Medicine student wins inaugural Saint Mary MacKillop Award

Document Type

Media Release

Publication Date

Fall 15-4-2011

Publisher Name

The University of Notre Dame Australia, Fremantle Campus

Publication Place



First year Medicine student Amy Rosario is the inaugural recipient of The University of Notre Dame Australia’s (UNDA) Saint Mary MacKillop Award for her outstanding contribution to the advancement of the Catholic mission and the Objects of the University on the Fremantle Campus.

Ms Rosario was congratulated for her achievements in front of academic staff, fellow students and family members at the UNDA Awards Ceremony held at the Fremantle Campus on Tuesday, April 12.

The St Mary MacKillop Award was one of four service awards presented which recognised students’ commitment, dedication and enthusiasm to pastoral care at university and in the wider community.

The Award was established in recognition of St Mary MacKillop’s canonisation on October 17, 2010 – the only Australian to be recognised by the Catholic Church as a saint.

Record excerpts:
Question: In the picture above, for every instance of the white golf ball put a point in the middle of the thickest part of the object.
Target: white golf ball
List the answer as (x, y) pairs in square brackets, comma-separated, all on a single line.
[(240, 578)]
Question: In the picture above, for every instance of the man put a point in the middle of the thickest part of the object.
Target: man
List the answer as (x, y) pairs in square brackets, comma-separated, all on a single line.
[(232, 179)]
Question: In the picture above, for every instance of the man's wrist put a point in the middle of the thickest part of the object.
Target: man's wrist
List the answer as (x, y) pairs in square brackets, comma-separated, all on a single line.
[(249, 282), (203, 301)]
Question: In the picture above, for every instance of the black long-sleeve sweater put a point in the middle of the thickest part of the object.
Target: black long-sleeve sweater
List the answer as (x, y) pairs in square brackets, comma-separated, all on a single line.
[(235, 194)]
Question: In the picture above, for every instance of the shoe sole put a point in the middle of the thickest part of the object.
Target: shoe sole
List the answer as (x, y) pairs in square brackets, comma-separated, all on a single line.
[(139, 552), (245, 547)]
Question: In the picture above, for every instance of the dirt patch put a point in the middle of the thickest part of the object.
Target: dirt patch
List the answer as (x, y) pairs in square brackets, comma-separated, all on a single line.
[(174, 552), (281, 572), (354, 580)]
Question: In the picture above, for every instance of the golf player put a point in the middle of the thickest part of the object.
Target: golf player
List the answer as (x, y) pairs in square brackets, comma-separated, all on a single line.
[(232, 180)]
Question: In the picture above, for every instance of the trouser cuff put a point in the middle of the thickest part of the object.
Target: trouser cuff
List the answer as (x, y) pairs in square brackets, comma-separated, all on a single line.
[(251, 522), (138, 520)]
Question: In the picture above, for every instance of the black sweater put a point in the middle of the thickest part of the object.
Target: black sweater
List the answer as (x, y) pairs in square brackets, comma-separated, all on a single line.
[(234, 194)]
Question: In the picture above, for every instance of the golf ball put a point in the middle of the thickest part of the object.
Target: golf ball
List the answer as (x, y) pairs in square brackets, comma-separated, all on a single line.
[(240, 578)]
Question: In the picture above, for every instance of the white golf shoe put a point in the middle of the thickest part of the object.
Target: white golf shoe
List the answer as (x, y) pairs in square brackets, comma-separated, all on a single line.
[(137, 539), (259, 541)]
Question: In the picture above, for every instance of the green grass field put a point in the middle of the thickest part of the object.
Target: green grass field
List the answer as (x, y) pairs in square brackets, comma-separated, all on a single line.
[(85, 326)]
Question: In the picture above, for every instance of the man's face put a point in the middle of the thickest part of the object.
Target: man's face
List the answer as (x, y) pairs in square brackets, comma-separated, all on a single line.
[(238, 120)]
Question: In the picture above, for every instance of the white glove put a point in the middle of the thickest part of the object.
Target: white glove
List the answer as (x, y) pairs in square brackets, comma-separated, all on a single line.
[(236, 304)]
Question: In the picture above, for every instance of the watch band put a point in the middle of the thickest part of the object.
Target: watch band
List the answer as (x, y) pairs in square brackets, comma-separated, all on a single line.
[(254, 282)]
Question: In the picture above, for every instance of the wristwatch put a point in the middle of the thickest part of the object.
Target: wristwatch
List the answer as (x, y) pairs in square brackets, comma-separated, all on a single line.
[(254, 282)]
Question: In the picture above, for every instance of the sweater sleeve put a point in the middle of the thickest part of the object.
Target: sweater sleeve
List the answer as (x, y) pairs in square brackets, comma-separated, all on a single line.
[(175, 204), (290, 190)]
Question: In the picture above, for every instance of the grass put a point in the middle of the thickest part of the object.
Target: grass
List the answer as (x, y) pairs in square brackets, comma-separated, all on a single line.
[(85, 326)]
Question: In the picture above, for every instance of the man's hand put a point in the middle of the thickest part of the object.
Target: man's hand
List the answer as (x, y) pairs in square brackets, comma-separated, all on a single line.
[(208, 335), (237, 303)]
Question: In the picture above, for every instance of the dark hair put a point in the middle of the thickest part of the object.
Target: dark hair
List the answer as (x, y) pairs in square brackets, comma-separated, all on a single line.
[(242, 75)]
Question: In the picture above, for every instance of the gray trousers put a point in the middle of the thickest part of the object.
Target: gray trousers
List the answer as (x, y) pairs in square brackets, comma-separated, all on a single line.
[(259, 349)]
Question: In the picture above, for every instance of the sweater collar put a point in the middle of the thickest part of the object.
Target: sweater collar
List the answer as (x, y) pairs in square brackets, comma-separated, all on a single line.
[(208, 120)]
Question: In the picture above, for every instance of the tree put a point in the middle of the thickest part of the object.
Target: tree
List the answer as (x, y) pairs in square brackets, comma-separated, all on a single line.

Problem statement:
Write what comes next in the media release about the Saint Mary MacKillop Award, starting after its last sentence.

Task output:
It adds to Ms Rosario’s growing number of accolades including the Dianne Wansborough Scholarship for Nursing in 2008 and the St John of God Health Care Outstanding Student Award in 2009.

On Campus, Ms Rosario has also been a student mentor, a student ambassador, a member of the Student Affairs Committee, President of the Nursing Society and part of the Mary MacKillop Festival in 2010.

“With all the work I did to get the Festival happening, to actually have an award named after her is so amazing and to be the first recipient is a huge honour,” Ms Rosario said.

“I think it’s really important to enjoy your undergraduate degree as it’s one of the only times in your life where you have the opportunity, time and flexibility to do all these beautiful things Notre Dame offers you.”

The Archbishop Foley Award was presented to Vincent Restifo, the Faulkner Award to Mardi McNamara and Sarah Crute won her third Service Award at Notre Dame as she received the Helen Lombard Award.

Ms Crute has been the President and Vice President of the Notre Dame Students for Social Justice and is currently the national representative for the St Vincent de Paul Society.

The highest academic award presented at the ceremony, the University Medal, was won by 2010 Bachelor of Commerce graduate Gemma Roddan.

The award is reserved for the highest achieving graduate from an undergraduate course on the Fremantle Campus in the previous year.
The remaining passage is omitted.